Supplied text:
********************
Machiavelli and the U.S. 

Machiavelli and the U.S.

I just attended a job talk (by Christopher Lynch) on Machiavelli and war.

As I understand it, the U.S. has long been a great expression of Machiavelli's ideas. Participants in government (and leaders in the economy) don't need to have special concern for each other, or the country; they just have to compete aggressively, and keep each other in check. They can only win honour by doing some good for significant parts of the population, and as long as there are a lot of different ambitious people, there is a kind of freedom for a great many, if not all.

Lynch suggested Machiavelli did not think an aggressive, warlike foreign policy is always a good idea. In the case of the Roman Republic, imperialism led to the arming of the plebs, which laid the foundation for Christianity, which has imposed (in Machiavelli's time) a kind of deep-freeze on human ambition and accomplishment. This doesn't mean there are no human wolves; it simply means the wolves who remain (Bishops, etc.) can feed freely.

An alternative, Lynch suggests, is a warlike league that always remains sufficiently weak (perhaps because it is a mercenary army) that it avoids the downfalls of successful imperialism. The ancient and modern Tuscan leagues are supposedly examples.

Thus a hotly contested, self-interested, sometimes seemingly chaotic domestic politics in the U.S. might provide a sufficient outlet for ambition so that the U.S. will not be imperialistic in its foreign policy.

For a long time, this seems to have worked. In both world wars, the U.S. was slow to get involved, and finally did so largely on grounds of self-defence. Even the entry into Vietnam was cautious on the whole, and was precipitated by an invitation from the French. Other U.S. wars have been small scale.
********************
Supplied material:
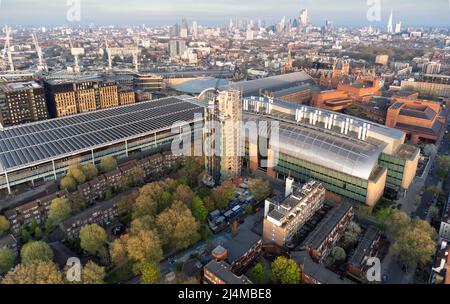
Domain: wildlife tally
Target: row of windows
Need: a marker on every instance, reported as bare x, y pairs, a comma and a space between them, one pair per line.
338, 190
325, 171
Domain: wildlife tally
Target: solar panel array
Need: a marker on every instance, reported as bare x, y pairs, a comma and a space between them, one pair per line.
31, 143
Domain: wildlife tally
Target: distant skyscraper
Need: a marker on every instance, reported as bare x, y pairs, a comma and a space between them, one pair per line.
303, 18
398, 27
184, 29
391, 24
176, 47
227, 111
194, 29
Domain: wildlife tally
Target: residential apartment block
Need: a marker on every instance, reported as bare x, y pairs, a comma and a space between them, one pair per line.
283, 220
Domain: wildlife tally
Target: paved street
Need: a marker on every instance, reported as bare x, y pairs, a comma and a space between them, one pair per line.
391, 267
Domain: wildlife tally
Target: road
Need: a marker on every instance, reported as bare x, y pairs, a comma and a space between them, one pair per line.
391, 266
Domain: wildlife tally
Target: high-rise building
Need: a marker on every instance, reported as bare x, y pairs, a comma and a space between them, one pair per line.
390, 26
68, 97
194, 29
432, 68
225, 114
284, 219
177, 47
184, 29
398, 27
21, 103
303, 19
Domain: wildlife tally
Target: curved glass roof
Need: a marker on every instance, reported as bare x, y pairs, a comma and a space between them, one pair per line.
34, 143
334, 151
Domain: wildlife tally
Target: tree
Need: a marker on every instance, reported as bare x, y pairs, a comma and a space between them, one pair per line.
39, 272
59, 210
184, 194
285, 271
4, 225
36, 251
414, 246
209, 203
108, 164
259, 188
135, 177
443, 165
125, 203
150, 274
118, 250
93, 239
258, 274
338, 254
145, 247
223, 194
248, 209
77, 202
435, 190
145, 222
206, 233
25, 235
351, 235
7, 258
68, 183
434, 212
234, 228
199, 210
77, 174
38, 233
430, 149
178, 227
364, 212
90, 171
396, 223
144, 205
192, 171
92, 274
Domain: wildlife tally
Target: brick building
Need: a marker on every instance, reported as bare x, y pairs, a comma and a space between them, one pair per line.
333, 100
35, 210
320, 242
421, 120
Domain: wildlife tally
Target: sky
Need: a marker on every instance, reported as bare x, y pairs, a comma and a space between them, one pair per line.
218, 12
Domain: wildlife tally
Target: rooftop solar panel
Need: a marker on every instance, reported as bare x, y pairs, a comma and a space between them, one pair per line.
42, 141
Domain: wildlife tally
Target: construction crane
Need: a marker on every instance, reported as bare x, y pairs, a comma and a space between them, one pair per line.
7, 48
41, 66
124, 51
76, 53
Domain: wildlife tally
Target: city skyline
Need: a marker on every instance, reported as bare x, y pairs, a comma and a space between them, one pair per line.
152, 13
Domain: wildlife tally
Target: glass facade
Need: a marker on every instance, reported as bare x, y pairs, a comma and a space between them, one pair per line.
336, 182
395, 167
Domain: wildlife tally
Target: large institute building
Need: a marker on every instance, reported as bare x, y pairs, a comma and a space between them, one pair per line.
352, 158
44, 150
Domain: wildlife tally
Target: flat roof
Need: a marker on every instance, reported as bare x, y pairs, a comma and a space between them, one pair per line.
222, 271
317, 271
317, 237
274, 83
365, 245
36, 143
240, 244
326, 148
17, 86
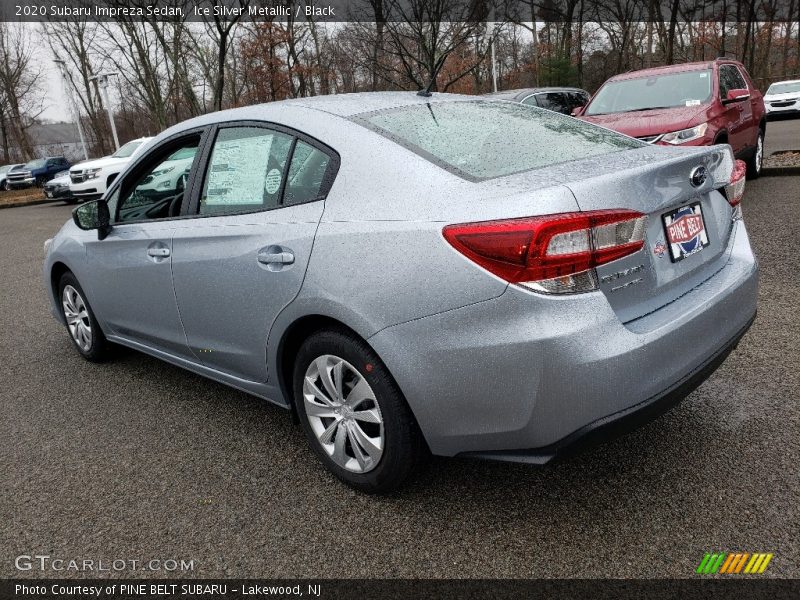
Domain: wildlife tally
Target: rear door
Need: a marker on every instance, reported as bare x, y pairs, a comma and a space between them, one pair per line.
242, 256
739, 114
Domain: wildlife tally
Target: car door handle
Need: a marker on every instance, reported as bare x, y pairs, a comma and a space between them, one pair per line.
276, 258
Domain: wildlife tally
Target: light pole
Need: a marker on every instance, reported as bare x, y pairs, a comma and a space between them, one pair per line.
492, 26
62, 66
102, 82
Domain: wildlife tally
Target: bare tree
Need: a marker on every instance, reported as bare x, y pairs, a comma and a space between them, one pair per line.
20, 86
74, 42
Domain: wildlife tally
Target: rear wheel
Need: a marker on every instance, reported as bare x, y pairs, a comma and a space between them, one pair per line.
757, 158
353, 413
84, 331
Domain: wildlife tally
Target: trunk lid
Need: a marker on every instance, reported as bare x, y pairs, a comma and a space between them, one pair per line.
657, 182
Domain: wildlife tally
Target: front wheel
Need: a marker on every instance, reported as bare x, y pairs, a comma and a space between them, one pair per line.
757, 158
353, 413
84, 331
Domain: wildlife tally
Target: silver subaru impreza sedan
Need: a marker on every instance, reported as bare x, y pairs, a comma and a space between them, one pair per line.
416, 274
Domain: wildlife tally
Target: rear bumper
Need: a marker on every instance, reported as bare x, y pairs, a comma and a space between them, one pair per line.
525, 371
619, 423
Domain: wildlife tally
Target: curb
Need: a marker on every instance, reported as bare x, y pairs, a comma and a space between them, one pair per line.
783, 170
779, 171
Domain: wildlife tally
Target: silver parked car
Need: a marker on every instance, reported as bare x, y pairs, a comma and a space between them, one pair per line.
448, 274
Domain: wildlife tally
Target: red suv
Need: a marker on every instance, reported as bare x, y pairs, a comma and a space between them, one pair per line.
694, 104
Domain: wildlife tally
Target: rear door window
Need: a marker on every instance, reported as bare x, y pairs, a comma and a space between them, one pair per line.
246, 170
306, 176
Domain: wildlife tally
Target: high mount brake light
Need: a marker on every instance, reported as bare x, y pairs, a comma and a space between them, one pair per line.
********************
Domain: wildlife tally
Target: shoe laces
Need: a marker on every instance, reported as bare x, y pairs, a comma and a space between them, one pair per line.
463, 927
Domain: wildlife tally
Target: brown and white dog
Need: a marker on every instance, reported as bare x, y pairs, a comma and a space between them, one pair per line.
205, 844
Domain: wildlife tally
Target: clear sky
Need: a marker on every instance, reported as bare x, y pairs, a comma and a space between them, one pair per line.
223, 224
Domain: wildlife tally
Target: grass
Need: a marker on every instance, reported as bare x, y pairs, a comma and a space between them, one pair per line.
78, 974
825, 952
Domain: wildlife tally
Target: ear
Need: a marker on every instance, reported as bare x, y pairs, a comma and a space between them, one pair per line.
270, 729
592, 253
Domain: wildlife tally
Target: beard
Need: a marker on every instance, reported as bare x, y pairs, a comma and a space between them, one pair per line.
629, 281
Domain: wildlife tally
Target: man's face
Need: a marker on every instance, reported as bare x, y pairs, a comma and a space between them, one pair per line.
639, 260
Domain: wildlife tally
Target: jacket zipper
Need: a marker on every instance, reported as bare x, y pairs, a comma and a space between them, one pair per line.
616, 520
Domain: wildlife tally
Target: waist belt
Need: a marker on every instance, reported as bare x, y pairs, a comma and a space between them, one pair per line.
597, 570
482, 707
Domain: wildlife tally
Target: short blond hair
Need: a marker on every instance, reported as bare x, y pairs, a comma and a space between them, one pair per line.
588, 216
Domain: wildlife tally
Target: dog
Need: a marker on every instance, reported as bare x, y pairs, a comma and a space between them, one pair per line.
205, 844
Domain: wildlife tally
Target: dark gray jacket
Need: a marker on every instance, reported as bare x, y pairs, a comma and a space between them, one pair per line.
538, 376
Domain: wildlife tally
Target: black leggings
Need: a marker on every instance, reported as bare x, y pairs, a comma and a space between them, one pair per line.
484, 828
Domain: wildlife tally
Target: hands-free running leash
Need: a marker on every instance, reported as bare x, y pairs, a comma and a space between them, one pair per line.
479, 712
********************
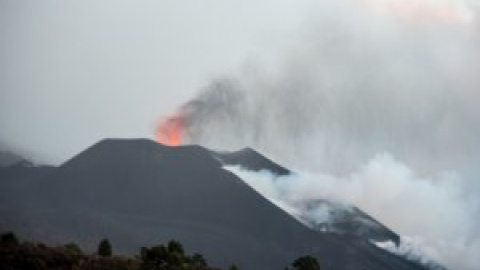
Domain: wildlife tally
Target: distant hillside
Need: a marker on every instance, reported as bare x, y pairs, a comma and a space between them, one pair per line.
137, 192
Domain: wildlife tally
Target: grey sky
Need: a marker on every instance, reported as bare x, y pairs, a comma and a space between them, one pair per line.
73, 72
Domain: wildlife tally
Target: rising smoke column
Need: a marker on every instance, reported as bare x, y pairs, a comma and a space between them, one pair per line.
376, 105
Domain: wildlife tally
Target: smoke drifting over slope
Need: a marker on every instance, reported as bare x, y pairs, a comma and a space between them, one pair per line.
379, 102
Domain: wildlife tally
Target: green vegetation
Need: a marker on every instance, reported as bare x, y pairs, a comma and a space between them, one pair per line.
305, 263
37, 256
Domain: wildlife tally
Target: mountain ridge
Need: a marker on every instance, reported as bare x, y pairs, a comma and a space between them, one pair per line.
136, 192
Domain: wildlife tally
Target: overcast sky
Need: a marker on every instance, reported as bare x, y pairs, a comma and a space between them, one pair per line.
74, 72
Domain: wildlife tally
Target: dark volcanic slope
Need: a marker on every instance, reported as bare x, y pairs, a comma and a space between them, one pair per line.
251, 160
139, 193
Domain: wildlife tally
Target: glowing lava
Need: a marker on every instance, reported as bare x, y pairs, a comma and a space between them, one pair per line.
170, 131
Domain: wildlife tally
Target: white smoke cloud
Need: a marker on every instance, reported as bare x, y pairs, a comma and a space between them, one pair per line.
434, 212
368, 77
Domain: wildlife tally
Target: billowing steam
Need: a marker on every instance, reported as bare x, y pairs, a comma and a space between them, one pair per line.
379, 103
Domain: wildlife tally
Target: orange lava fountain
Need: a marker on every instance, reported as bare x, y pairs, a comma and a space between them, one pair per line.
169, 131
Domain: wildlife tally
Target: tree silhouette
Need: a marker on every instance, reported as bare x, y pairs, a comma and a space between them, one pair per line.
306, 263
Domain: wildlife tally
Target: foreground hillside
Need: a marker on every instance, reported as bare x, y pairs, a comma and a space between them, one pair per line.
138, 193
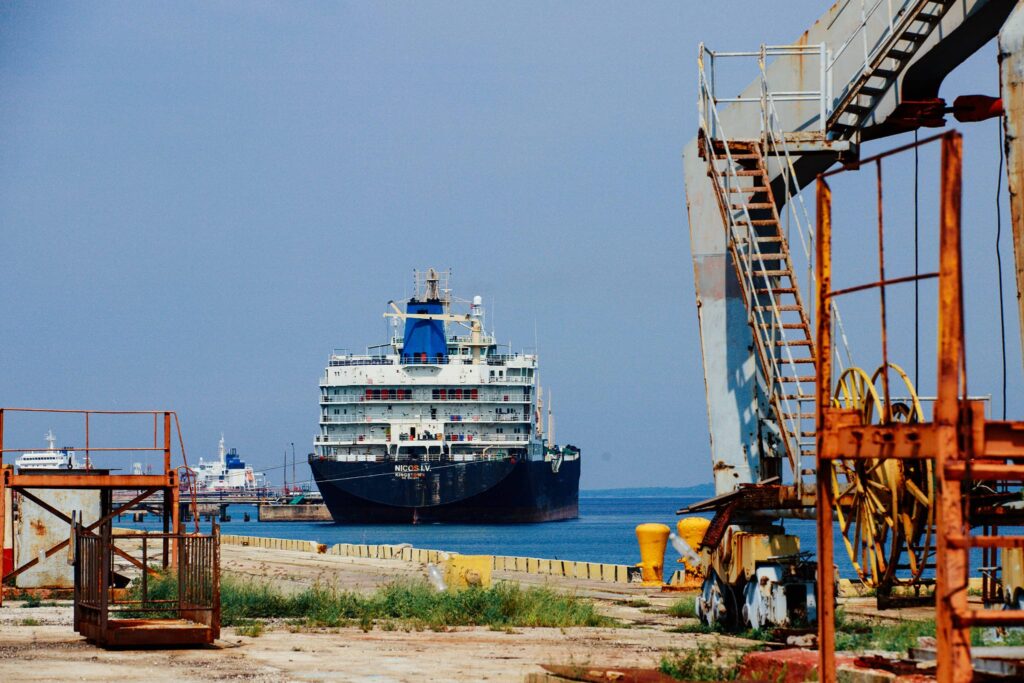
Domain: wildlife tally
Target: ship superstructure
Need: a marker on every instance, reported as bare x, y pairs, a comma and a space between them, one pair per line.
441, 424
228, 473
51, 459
********************
What to do:
[a] Pull out each line of the entries that contains the string "high", treating uppercase and lowercase as different.
[b] Carry on the piece about Machiavelli and the U.S. from its final sentence.

Exercise results:
[a]
Target: high-rise building
Target: high mount brake light

[b]
In Iraq, however, we have the pre-emptive, almost entirely unprovoked attack on a good sized country. True, it seems important to the Bushies to cling to rationales that sound like self-defence: WMDs, nukes, imminent, links to al Qaeda. But it is difficult to believe that they believed all of this. Surely as the world's only megapower, far more powerful than anyone else, it was difficult to resist taking the hardware out for a spin. Surely it was easy to convince yourself that you were going to make history--especially if you made great efforts to re-build the country, and establish a constitution and elections.

Is this the beginning of more classically imperialistic wars? Or will something like Vietnam syndrome make the American public regret this adventure, and make another one unlikely?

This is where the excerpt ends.